======== TEXTE ========

Création de la Fédération du Mali

Publié le 12 janvier 2004 Lecture : 3 minutes.

« Notre réunion, dans cette salle des délibérations du Grand Conseil, est un acte de foi dans le destin d’une Afrique forte de l’union de tous ses membres sans discrimination d’aucune sorte. » C’est par cette phrase quelque peu pompeuse – les circonstances, il est vrai, s’y prêtent – que débute le discours d’ouverture de Lamine Guèye, sénateur-maire de Dakar, à l’Assemblée constituante de la Fédération du Mali, le 14 janvier 1959. Quarante-quatre délégués représentant quatre territoires, le Sénégal, le Mali, la Haute-Volta (futur Burkina Faso) et le Dahomey (qui prendra le nom de Bénin en 1975), sont réunis pour la circonstance dans la capitale de l’A-OF (Afrique-Occidentale française).
Après le discours de Lamine Guèye suivent les allocutions de Mahamane Haïdara Alassane, chef de la délégation du Soudan, de Maurice Yaméogo, président de l’Assemblée constituante de Haute-Volta, et de Léopold Sédar Senghor, chef de la délégation du Sénégal. Tous exaltent les mérites d’une union des peuples d’Afrique de l’Ouest. Senghor, avec le lyrisme qu’on lui connaît, parle de Commonwealth à la française.

======== DONNÉES ENREGISTRÉES ========

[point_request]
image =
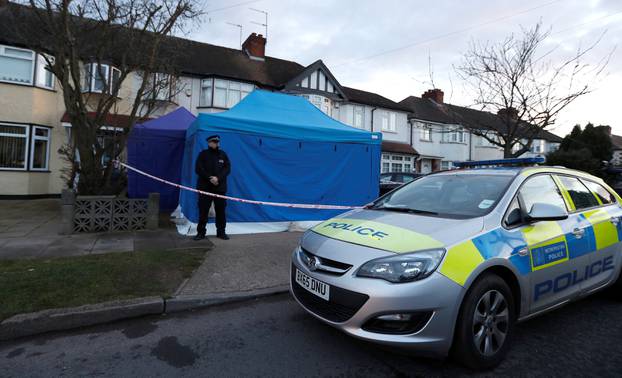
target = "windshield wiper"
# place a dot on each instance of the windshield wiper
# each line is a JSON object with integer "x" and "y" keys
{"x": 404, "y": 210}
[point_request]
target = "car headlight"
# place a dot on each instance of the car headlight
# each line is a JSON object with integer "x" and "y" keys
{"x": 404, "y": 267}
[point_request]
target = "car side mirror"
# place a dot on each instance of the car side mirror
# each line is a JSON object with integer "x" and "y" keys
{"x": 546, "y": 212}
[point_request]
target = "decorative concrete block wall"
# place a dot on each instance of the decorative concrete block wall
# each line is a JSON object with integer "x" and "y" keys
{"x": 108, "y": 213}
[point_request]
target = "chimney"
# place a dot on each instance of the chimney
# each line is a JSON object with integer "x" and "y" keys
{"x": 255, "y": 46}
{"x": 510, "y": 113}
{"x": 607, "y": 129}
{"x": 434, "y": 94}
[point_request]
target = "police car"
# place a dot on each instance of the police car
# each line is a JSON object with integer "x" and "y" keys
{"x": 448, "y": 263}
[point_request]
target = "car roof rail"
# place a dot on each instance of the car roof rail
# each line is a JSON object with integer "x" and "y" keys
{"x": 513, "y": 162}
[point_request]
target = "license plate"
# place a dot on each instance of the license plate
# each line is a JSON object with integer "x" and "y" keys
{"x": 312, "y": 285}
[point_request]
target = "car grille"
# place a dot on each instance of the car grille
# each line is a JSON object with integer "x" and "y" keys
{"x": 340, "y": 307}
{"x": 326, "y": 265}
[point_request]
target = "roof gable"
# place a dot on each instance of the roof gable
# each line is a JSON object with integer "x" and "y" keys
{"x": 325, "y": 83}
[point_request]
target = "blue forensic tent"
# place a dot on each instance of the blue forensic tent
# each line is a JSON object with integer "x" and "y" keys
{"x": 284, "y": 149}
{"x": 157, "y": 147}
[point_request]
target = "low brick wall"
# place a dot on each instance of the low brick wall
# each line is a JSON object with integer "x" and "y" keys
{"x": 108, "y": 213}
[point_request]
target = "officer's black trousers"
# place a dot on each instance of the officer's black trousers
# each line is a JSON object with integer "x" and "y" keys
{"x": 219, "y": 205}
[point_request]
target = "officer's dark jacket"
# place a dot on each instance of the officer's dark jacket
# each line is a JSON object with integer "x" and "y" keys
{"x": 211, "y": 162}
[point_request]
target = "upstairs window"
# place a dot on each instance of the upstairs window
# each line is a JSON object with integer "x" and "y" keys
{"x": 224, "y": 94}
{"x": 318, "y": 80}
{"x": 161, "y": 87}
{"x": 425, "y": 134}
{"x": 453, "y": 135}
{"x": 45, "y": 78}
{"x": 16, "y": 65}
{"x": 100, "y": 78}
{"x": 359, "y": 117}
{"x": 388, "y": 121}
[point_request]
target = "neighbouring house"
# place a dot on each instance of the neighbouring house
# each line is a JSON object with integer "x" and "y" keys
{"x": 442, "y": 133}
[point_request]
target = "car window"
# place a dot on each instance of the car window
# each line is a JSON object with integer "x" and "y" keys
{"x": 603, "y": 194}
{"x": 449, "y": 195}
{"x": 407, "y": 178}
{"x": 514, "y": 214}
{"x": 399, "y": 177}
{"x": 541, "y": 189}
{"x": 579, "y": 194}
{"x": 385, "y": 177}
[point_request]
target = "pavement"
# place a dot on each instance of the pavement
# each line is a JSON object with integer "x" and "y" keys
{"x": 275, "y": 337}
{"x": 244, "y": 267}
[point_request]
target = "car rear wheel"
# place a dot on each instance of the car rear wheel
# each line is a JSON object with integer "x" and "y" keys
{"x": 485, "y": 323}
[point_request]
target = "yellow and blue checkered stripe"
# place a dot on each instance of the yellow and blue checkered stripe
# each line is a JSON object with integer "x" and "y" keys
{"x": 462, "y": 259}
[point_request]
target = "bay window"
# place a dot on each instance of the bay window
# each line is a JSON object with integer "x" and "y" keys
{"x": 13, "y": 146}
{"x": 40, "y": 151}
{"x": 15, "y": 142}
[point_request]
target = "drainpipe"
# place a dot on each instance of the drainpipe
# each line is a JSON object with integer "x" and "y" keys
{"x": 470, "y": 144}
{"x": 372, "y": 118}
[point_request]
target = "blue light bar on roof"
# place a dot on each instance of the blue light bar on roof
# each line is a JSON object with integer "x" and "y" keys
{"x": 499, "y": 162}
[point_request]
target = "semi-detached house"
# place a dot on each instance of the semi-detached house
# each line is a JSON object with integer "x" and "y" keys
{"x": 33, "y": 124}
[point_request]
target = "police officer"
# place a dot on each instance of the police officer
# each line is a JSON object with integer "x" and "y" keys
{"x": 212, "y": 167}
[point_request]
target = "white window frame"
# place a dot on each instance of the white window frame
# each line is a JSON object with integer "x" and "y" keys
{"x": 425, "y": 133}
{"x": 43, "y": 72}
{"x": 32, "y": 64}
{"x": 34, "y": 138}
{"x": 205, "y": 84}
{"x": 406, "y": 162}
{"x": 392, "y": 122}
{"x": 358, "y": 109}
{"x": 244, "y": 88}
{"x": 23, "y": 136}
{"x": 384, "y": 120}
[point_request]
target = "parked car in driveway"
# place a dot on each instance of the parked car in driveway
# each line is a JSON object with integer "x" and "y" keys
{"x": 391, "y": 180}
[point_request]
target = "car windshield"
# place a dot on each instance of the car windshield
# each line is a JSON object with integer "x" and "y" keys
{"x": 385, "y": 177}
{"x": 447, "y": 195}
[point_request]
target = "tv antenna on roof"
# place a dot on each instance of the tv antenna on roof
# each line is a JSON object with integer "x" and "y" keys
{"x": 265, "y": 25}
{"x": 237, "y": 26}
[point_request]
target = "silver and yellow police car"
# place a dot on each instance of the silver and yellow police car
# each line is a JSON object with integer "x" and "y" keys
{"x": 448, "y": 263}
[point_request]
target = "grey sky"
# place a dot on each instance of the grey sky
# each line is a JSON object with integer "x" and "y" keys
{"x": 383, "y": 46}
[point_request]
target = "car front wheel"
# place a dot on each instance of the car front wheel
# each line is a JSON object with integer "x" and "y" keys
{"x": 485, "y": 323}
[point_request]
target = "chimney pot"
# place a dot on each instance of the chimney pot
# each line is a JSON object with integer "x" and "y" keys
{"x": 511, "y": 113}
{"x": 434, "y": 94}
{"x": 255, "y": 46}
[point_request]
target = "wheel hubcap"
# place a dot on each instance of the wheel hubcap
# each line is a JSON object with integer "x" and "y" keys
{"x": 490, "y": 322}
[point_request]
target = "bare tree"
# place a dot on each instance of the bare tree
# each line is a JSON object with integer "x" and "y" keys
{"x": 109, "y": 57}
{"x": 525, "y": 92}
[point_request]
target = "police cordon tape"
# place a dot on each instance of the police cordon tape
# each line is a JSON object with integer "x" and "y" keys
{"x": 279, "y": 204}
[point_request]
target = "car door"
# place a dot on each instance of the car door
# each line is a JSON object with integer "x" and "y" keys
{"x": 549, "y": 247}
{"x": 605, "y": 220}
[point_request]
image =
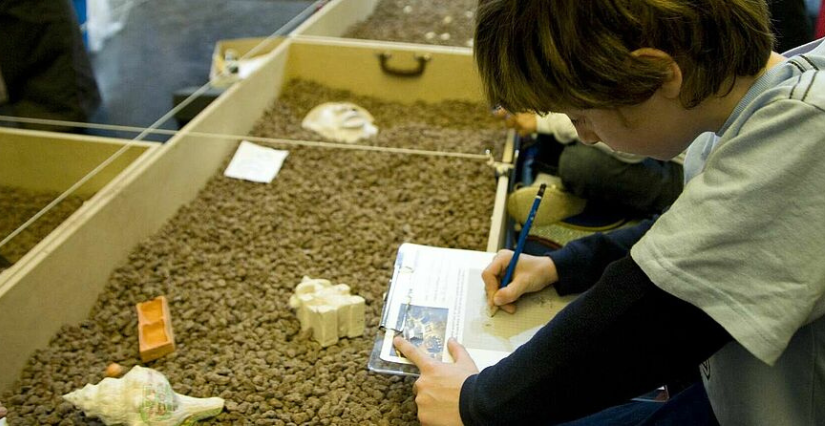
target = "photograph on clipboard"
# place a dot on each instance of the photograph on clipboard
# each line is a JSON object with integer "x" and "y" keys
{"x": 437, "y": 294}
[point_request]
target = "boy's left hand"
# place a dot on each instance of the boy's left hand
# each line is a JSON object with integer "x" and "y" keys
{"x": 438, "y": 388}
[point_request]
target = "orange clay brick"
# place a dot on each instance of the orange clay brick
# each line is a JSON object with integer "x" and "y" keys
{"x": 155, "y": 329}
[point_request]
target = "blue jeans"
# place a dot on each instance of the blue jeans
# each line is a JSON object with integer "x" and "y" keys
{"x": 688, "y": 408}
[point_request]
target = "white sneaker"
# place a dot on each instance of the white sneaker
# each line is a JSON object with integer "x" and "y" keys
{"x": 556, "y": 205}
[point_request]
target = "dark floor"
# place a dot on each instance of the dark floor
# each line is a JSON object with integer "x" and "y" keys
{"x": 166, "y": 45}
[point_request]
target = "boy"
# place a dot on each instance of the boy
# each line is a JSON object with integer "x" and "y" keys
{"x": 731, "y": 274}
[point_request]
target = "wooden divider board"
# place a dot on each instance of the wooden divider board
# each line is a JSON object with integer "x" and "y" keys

========
======== DONNÉES ENREGISTRÉES ========

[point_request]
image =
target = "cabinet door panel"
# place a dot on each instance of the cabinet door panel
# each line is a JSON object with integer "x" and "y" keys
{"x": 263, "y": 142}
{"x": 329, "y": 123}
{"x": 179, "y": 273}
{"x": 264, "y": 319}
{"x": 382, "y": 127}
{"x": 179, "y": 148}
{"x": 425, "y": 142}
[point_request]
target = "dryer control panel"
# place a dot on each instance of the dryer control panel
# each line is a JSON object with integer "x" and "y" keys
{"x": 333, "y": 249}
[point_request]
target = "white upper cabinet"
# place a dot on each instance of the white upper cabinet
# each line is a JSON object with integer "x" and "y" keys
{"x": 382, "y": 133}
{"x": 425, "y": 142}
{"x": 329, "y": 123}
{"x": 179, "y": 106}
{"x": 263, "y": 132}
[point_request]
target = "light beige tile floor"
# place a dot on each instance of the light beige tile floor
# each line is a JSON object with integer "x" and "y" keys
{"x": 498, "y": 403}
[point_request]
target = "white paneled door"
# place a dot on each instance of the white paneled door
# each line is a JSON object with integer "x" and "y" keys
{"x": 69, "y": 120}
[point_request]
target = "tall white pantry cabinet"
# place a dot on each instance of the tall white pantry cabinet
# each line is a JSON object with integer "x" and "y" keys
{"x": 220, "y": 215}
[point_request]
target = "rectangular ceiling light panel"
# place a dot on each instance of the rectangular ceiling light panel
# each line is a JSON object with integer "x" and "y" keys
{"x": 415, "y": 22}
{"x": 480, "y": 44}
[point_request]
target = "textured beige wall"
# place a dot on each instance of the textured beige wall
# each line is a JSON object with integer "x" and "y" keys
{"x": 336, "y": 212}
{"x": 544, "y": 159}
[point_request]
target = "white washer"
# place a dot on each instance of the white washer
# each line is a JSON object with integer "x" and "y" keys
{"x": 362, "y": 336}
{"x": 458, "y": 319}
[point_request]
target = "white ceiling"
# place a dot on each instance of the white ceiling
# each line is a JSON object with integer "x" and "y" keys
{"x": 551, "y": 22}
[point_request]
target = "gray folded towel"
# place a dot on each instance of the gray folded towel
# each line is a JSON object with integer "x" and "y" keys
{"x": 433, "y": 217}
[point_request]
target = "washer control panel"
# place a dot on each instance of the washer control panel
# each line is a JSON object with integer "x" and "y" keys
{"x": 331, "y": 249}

========

Recopiez mot pour mot l'intégralité du texte sur la création de la Fédération du Mali.

> **CORRIGÉ**
Création de la Fédération du Mali

Publié le 12 janvier 2004 Lecture : 3 minutes.

« Notre réunion, dans cette salle des délibérations du Grand Conseil, est un acte de foi dans le destin d’une Afrique forte de l’union de tous ses membres sans discrimination d’aucune sorte. » C’est par cette phrase quelque peu pompeuse – les circonstances, il est vrai, s’y prêtent – que débute le discours d’ouverture de Lamine Guèye, sénateur-maire de Dakar, à l’Assemblée constituante de la Fédération du Mali, le 14 janvier 1959. Quarante-quatre délégués représentant quatre territoires, le Sénégal, le Mali, la Haute-Volta (futur Burkina Faso) et le Dahomey (qui prendra le nom de Bénin en 1975), sont réunis pour la circonstance dans la capitale de l’A-OF (Afrique-Occidentale française).
Après le discours de Lamine Guèye suivent les allocutions de Mahamane Haïdara Alassane, chef de la délégation du Soudan, de Maurice Yaméogo, président de l’Assemblée constituante de Haute-Volta, et de Léopold Sédar Senghor, chef de la délégation du Sénégal. Tous exaltent les mérites d’une union des peuples d’Afrique de l’Ouest. Senghor, avec le lyrisme qu’on lui connaît, parle de Commonwealth à la française.